[Dataset entries]
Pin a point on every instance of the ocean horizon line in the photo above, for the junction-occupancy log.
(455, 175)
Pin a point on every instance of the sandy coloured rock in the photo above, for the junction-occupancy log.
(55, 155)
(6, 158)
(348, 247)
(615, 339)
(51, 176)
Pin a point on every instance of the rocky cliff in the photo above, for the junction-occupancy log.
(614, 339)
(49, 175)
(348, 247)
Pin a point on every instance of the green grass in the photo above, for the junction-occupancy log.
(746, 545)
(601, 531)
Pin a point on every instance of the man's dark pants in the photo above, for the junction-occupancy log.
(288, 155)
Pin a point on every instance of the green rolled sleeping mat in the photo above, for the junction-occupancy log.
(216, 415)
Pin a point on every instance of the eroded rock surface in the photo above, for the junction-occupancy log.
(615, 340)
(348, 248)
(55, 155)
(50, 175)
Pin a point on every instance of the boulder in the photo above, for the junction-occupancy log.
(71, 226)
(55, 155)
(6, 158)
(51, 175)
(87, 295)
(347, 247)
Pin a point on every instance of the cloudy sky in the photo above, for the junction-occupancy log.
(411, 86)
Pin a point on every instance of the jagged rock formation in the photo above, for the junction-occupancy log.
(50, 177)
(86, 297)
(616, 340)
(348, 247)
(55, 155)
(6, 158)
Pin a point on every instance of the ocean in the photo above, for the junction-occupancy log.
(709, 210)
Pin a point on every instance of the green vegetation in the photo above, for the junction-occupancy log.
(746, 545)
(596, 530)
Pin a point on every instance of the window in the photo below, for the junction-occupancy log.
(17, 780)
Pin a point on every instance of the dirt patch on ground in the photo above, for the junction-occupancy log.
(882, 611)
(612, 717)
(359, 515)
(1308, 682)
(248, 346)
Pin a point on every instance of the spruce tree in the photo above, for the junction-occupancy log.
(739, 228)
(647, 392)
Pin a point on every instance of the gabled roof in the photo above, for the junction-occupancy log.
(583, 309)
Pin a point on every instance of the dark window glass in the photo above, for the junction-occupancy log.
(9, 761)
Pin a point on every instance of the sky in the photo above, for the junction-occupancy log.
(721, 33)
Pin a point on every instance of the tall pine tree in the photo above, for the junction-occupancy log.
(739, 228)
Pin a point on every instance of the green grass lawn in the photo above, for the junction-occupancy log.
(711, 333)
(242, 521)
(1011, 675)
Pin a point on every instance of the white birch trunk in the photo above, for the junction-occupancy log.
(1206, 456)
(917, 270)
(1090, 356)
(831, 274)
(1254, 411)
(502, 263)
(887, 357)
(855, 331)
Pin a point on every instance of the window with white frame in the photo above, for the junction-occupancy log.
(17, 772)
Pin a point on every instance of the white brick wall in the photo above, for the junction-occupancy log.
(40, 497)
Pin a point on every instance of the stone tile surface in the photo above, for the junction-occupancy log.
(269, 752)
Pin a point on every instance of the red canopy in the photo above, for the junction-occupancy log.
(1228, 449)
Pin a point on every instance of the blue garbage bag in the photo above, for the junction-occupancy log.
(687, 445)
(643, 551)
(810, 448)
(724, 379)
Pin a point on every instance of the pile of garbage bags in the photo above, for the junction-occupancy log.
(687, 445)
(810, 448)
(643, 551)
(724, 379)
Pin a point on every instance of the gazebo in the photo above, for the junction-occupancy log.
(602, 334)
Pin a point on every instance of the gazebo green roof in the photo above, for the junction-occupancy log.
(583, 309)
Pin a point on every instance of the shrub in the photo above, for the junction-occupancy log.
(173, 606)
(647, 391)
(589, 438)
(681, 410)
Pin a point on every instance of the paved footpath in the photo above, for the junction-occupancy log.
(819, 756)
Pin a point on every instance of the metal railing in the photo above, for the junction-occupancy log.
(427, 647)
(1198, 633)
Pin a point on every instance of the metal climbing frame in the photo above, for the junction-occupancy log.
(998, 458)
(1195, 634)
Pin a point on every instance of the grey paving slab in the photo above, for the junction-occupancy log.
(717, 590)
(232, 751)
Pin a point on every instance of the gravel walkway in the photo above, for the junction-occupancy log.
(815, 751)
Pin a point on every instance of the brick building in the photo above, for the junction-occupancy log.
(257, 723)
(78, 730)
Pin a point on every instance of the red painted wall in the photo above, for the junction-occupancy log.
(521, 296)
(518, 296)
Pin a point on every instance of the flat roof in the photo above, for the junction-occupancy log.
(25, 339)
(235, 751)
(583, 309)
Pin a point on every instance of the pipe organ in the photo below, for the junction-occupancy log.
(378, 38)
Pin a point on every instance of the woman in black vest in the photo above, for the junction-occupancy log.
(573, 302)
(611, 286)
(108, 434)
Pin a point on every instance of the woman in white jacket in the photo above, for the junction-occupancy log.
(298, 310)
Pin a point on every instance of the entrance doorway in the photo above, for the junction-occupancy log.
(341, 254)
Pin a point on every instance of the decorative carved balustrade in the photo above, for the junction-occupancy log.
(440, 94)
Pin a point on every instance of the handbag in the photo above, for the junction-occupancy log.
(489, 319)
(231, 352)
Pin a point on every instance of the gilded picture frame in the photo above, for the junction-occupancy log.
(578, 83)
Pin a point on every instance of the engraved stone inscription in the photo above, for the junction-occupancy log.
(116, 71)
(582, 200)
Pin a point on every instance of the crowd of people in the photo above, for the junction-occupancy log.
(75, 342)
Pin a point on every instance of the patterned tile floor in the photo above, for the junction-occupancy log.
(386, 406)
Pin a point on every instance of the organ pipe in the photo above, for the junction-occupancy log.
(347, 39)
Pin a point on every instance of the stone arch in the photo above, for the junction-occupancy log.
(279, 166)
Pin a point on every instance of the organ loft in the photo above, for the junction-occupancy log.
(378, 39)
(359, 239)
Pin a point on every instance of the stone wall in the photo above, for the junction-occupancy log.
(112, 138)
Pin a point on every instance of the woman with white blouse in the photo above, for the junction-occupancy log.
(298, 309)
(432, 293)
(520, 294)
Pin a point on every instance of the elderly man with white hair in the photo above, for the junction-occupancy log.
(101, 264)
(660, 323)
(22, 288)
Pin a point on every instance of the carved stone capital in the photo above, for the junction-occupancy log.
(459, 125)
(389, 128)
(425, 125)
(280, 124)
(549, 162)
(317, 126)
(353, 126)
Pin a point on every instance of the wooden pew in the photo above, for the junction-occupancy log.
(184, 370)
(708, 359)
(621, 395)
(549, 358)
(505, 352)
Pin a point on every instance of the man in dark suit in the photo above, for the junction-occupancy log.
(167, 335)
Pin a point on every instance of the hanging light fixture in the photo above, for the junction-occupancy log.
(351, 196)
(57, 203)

> **Set exercise**
Rewrite all of the rows above as a Markdown table with two columns, "No." for the row number and "Entry" for the line itself, omitting any blank lines.

> **Answer to this problem**
| No. | Entry |
|---|---|
| 1 | Pin a point on every instance of the ocean horizon line in the photo above, for the junction-occupancy log. |
| 2 | (455, 175) |
| 3 | Pin a point on every instance of the sandy coloured rock in the photo above, for the junction-occupancy log. |
| 4 | (55, 155) |
| 5 | (6, 158) |
| 6 | (348, 247) |
| 7 | (615, 339) |
| 8 | (51, 176) |
| 9 | Pin a point on every instance of the rocky cliff in the photo above, for the junction-occupancy log. |
| 10 | (614, 339) |
| 11 | (49, 175) |
| 12 | (348, 247) |
| 13 | Pin a point on every instance of the green grass in the photo above, for the junction-occupancy log. |
| 14 | (746, 545) |
| 15 | (601, 531) |
| 16 | Pin a point on every instance of the man's dark pants in the photo above, for the junction-occupancy log. |
| 17 | (288, 155) |
| 18 | Pin a point on every instance of the green rolled sleeping mat in the photo above, for the junction-occupancy log. |
| 19 | (216, 415) |
| 20 | Pin a point on every instance of the eroded rock surface in the photo above, for the junction-occupancy log. |
| 21 | (615, 340) |
| 22 | (348, 248) |
| 23 | (55, 155) |
| 24 | (50, 175) |
| 25 | Pin a point on every instance of the boulder in the photo above, for the junction-occupancy log. |
| 26 | (71, 226) |
| 27 | (55, 155) |
| 28 | (6, 158) |
| 29 | (51, 175) |
| 30 | (87, 295) |
| 31 | (347, 247) |
| 32 | Pin a point on every instance of the cloudy sky in the photo above, for the junction-occupancy log. |
| 33 | (411, 86) |
| 34 | Pin a point on every instance of the jagged rock formation in the photo above, for the junction-occupancy log. |
| 35 | (50, 177) |
| 36 | (86, 297) |
| 37 | (616, 340) |
| 38 | (348, 247) |
| 39 | (55, 155) |
| 40 | (6, 158) |
| 41 | Pin a point on every instance of the ocean in the photo above, for the junction-occupancy log. |
| 42 | (709, 210) |
| 43 | Pin a point on every instance of the green vegetation in the photo above, for the junction-occupancy log. |
| 44 | (746, 545) |
| 45 | (596, 530) |
| 46 | Pin a point on every instance of the window in the photo below, for the junction-occupancy log. |
| 47 | (17, 780) |
| 48 | Pin a point on every instance of the dirt patch on ground in the photo above, for the junction-occupancy log. |
| 49 | (882, 611) |
| 50 | (612, 717) |
| 51 | (359, 515) |
| 52 | (1308, 682) |
| 53 | (248, 346) |
| 54 | Pin a point on every instance of the spruce tree in the photo above, for the junction-occupancy log. |
| 55 | (739, 228) |
| 56 | (647, 392) |
| 57 | Pin a point on every instance of the gabled roof in the photo above, for the junction-occupancy log. |
| 58 | (583, 309) |
| 59 | Pin a point on every instance of the dark window glass in the photo above, for the junction-occupancy log. |
| 60 | (9, 761) |
| 61 | Pin a point on every instance of the sky in the photo above, for the junction-occupancy log. |
| 62 | (721, 33) |
| 63 | Pin a point on every instance of the tall pine tree in the photo above, for the junction-occupancy log. |
| 64 | (739, 228) |
| 65 | Pin a point on every instance of the green grass lawn in the photo above, for the junction-occupancy log. |
| 66 | (711, 333) |
| 67 | (242, 521) |
| 68 | (1011, 675) |
| 69 | Pin a point on every instance of the white birch trunk in the photo above, for the junction-occupancy log. |
| 70 | (1206, 456) |
| 71 | (917, 270) |
| 72 | (1090, 356) |
| 73 | (831, 274) |
| 74 | (1254, 411) |
| 75 | (502, 263) |
| 76 | (887, 357) |
| 77 | (855, 331) |
| 78 | Pin a point on every instance of the window with white frame in the photo above, for the junction-occupancy log. |
| 79 | (17, 772) |
| 80 | Pin a point on every instance of the white brick wall in the photo above, for the junction-occupancy log. |
| 81 | (40, 497) |
| 82 | Pin a point on every instance of the stone tile surface in the photo above, for the junction-occupancy log. |
| 83 | (269, 752) |
| 84 | Pin a point on every instance of the red canopy in the photo above, for the junction-occupancy log. |
| 85 | (1228, 449) |
| 86 | Pin a point on every instance of the blue garbage bag in the photo above, for the junction-occupancy log. |
| 87 | (687, 445) |
| 88 | (643, 551) |
| 89 | (810, 448) |
| 90 | (724, 379) |
| 91 | Pin a point on every instance of the pile of garbage bags in the photo above, for the junction-occupancy log. |
| 92 | (687, 445) |
| 93 | (810, 448) |
| 94 | (643, 551) |
| 95 | (724, 379) |
| 96 | Pin a point on every instance of the gazebo in the photo above, for the junction-occupancy log. |
| 97 | (602, 334) |
| 98 | Pin a point on every instance of the gazebo green roof in the photo above, for the junction-occupancy log. |
| 99 | (583, 309) |
| 100 | Pin a point on every instance of the shrub in the photo above, for the junction-occupancy log. |
| 101 | (173, 606) |
| 102 | (647, 391) |
| 103 | (589, 438) |
| 104 | (681, 410) |
| 105 | Pin a point on every instance of the paved footpath in the photo above, for the junction-occupancy log. |
| 106 | (819, 756) |
| 107 | Pin a point on every instance of the metal railing in the photo above, for the junction-occupancy log. |
| 108 | (427, 647) |
| 109 | (1198, 633) |
| 110 | Pin a point on every instance of the metal climbing frame in the photo above, for the junction-occupancy log. |
| 111 | (998, 458) |
| 112 | (1195, 634) |
| 113 | Pin a point on every instance of the grey paving slab in the photo above, for the junction-occupancy log. |
| 114 | (717, 590) |
| 115 | (232, 751) |
| 116 | Pin a point on every instance of the gravel walkway in the photo above, for the junction-occupancy log. |
| 117 | (815, 751) |
| 118 | Pin a point on every instance of the brick building in the photo above, for the junction-occupancy log. |
| 119 | (257, 723) |
| 120 | (78, 730) |
| 121 | Pin a point on every instance of the red painted wall in the photo above, for the junction-occupancy log. |
| 122 | (521, 296) |
| 123 | (518, 296) |
| 124 | Pin a point on every instance of the flat roof in the photo above, for the junction-occupancy log. |
| 125 | (25, 339) |
| 126 | (235, 751) |
| 127 | (583, 309) |
| 128 | Pin a point on every instance of the pipe organ in the photo below, for the junction-occupancy log. |
| 129 | (378, 38) |
| 130 | Pin a point on every instance of the woman in black vest in the photo above, for the junction-occupancy log. |
| 131 | (573, 302) |
| 132 | (611, 286) |
| 133 | (108, 434) |
| 134 | Pin a point on every instance of the woman in white jacket in the photo above, for the junction-occupancy log. |
| 135 | (298, 310) |
| 136 | Pin a point on every instance of the entrance doorway in the photo above, for the junction-occupancy log. |
| 137 | (341, 254) |
| 138 | Pin a point on every instance of the decorative carved balustrade in the photo above, for the junction-occupancy log. |
| 139 | (440, 94) |
| 140 | Pin a point on every instance of the handbag in the photo above, for the junction-occupancy log. |
| 141 | (489, 319) |
| 142 | (231, 352) |
| 143 | Pin a point on every instance of the gilded picture frame in the photo above, for the junction-occupancy log. |
| 144 | (578, 83) |
| 145 | Pin a point on every instance of the engraved stone inscription in the photo above, for the junction-occupancy log. |
| 146 | (116, 71) |
| 147 | (582, 200) |
| 148 | Pin a point on every instance of the crowd of people in the photo above, for the junction-occupancy log. |
| 149 | (75, 342) |
| 150 | Pin a point on every instance of the patterned tile floor in the photo above, for the junction-occupancy log. |
| 151 | (386, 406) |
| 152 | Pin a point on every instance of the organ pipe in the photo above, for the junction-occupancy log. |
| 153 | (347, 39) |
| 154 | Pin a point on every instance of the stone arch in the photo above, for the junction-occupancy log. |
| 155 | (279, 166) |
| 156 | Pin a point on every instance of the organ loft in the photo above, for the junction-occupancy log. |
| 157 | (378, 39) |
| 158 | (359, 239) |
| 159 | Pin a point on every instance of the stone wall in the photo above, for the junction-occupancy log. |
| 160 | (112, 138) |
| 161 | Pin a point on every instance of the woman with white blouse in the photo above, for the junction-occupancy log. |
| 162 | (298, 309) |
| 163 | (432, 293) |
| 164 | (520, 294) |
| 165 | Pin a point on every instance of the elderly man with white hair in the photo above, for the junction-occupancy log. |
| 166 | (101, 264) |
| 167 | (660, 323) |
| 168 | (22, 288) |
| 169 | Pin a point on every instance of the carved stone capital in the photo above, for the junction-occupancy log. |
| 170 | (459, 125) |
| 171 | (389, 128) |
| 172 | (425, 125) |
| 173 | (280, 124) |
| 174 | (549, 162) |
| 175 | (317, 126) |
| 176 | (353, 126) |
| 177 | Pin a point on every instance of the wooden pew in the photo above, for the junction-occupancy log. |
| 178 | (184, 370) |
| 179 | (708, 359) |
| 180 | (621, 395) |
| 181 | (549, 358) |
| 182 | (505, 352) |
| 183 | Pin a point on every instance of the man in dark suit in the photo above, for the junction-occupancy log. |
| 184 | (167, 335) |
| 185 | Pin a point on every instance of the hanging light fixture in the photo above, for the junction-occupancy log. |
| 186 | (351, 196) |
| 187 | (57, 203) |